**TUS TAREAS:**
(a) ¿Concuerdan con el texto sobre el descontento popular estas afirmaciones? Responde sí o no a cada una y cita las palabras exactas del texto que lo deciden: (i) en los programas de televisión la gente se ríe cuando los protagonistas hacen el ridículo; (ii) las parejas duran mucho; (iii) en los taxis la radio ofrece música alegre a los pasajeros.
(b) Escribe una continuación del texto sobre el descontento popular a partir de su última oración.

**TEXTO SELECCIONADO:**
◇ ◇ ◇ ◇
El Descontento Popular
Vivimos en un país de personas descontentas, malhumoradas y criticonas, donde la alegría brilla por su ausencia.
La gente se maltrata, las parejas no duran, los niños son agresivos, los adolescentes son violentos; se negocia con la muerte, porque los famosos venden más muertos que vivos, la gente hace cola para ver a alguien cuando está muerto aunque no lo hayan conocido y hasta los programas de televisión resultan tragicómicos, porque la gente sólo se ríe cuando los protagonistas hacen el ridículo.
Parecería que todos se empeñaran en ver la parte negativa que tienen todas las cosas y vivieran amargados llenos de envidia y desconfianza.
Tomar un taxi equivale a estar condenado a escuchar por radio los comentarios ácidos de los periodistas sobre la realidad nacional y los de sus oyentes, que se complacen en aprovechar la oportunidad para destilar su propio veneno desde muy temprano; mientras los atribulados pasajeros se resignan a comenzar el día, intoxicados por la mala onda colectiva.
◇ ◇ ◇ ◇
**CONJUNTO DE ÍTEMS:**
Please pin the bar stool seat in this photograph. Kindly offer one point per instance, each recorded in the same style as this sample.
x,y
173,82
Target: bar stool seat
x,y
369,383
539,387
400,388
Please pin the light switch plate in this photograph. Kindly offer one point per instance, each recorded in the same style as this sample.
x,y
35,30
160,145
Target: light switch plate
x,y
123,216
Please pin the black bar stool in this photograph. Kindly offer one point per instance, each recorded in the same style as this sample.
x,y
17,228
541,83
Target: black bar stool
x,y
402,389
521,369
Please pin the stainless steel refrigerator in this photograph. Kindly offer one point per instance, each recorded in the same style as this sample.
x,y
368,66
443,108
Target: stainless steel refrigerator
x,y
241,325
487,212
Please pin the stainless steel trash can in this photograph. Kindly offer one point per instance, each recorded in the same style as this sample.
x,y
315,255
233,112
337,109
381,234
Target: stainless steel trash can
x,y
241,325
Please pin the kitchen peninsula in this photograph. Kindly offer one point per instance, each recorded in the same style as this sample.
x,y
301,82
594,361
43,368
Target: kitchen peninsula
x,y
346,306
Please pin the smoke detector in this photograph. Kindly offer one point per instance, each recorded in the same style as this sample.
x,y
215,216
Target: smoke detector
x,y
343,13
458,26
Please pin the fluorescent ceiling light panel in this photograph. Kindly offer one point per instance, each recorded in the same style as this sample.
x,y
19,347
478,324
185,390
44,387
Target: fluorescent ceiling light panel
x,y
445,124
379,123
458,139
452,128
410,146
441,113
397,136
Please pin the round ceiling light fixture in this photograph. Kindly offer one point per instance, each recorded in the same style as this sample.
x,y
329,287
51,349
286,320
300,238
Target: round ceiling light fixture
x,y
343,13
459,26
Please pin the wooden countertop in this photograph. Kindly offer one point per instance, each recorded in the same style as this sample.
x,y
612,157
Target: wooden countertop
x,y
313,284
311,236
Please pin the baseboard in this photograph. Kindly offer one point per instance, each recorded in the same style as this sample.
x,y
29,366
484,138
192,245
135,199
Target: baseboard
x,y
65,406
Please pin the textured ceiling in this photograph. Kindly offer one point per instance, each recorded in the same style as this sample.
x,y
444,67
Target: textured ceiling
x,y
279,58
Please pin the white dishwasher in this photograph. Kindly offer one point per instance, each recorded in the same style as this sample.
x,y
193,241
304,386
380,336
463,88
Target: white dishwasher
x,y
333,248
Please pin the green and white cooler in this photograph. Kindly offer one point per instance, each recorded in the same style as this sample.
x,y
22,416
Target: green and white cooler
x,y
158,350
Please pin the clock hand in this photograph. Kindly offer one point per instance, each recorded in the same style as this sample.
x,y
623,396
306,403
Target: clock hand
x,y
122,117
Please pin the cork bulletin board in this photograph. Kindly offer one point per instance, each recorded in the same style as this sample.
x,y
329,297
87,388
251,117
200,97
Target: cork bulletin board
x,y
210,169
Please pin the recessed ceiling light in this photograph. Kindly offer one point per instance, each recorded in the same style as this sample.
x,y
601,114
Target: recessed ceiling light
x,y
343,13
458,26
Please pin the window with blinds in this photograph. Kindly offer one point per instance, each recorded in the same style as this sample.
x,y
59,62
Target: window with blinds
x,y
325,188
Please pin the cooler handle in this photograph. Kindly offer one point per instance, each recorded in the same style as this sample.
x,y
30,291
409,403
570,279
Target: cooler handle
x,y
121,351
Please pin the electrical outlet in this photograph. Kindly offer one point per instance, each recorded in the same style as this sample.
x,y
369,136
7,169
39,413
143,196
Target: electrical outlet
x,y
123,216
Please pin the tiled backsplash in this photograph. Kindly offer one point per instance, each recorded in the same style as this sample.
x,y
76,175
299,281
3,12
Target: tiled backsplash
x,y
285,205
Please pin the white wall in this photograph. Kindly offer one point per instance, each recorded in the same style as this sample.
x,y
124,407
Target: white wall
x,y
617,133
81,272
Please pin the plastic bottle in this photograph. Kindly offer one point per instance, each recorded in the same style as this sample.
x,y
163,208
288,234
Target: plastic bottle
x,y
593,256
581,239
◇ ◇ ◇ ◇
**RESPUESTAS POR TAREA:**
(a)
(i) Sí: "la gente sólo se ríe cuando los protagonistas hacen el ridículo".
(ii) No: "las parejas no duran".
(iii) No: "escuchar por radio los comentarios ácidos de los periodistas sobre la realidad nacional".

(b)
En esta ciudad, la mayoría parece estar deprimida, amargada, preocupada y centrada absolutamente en si misma. Les resulta difícil aceptar las cosas como son, se rebelan y tratan de cambiar todo.
Tampoco se puede tratar de contagiar optimismo porque al que se atreve le enrostran que no se puede ser optimista cuando hay gente que sufre el hambre.
Si toda esa energía se utilizara para ser creativos y además si lograran ser capaces de disfrutar y amar lo que tienen, es indudable que todos viviríamos una mejor calidad de vida, sin embargo sólo parece imperar el impulso para la resistencia, la rebelión y la crítica.
El descontento ya no se trata de una respuesta a una situación desagradable sino que se ha convertido en una manera de ser, un modo de relacionarse y una forma de vivir. Se apuesta a perder y no hacen nada, porque el fracaso es lo que más se teme.
Estar malhumorado, descontento, amargado y ser quejoso es un hábito arraigado en esta cultura, difícil de cambiar porque motivos externos habrá siempre y muchos no pueden aceptar que la vida tenga sus reveses.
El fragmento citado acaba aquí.